_GOALS_
1: According to the Red Beans & Rice Tour interview, where did the smoked sausage for the trip come from?
2: Print the Red Beans & Rice Tour interview word for word from "Jay Ducote is" to "for a living.".

_PASSAGE PROVIDED_
______________________________

Recently, we caught up with Chef Jay Ducote about his two-week Red Beans & Rice Tour through Texas. Along with his culinary crew, he cooked up over 250 lbs. of authentic Louisiana-style Red Beans & Rice with pop-up events at favorite breweries and restaurants across the state.

Jay Ducote is a chef, writer, speaker, entertainer and hugger based out of Baton Rouge, LA. He’s got a long bio, but to keep it short, he was a finalist on Food Network Star in 2015 and does big things in the food and beverage world. He runs a culinary media company called Bite & Booze and pretty much eats and drinks for a living.

What are your secrets to perfect Red Beans & Rice?

I love cooking red beans and rice outside in large cast-iron cauldrons. That’s how my cousin Travis taught me to do it at LSU tailgate parties. We soak the beans overnight, then cook them in the water that we soaked them in — to make sure there’s even more bean flavor in the finished product. The keys are: a good smoked sausage (we got ours for the trip from City Pork in Baton Rouge), a nice seasoning (we used Slap Ya Mama Cajun Seasoning, plus some kosher salt), and some herbs like bay leaves, sweet basil and sage.

______________________________

_SOURCE DATA_
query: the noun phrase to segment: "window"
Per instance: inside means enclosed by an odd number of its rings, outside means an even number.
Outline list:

______________________________

_EXPECTED RESULTS_
1: City Pork in Baton Rouge.

2:
Jay Ducote is a chef, writer, speaker, entertainer and hugger based out of Baton Rouge, LA. He’s got a long bio, but to keep it short, he was a finalist on Food Network Star in 2015 and does big things in the food and beverage world. He runs a culinary media company called Bite & Booze and pretty much eats and drinks for a living.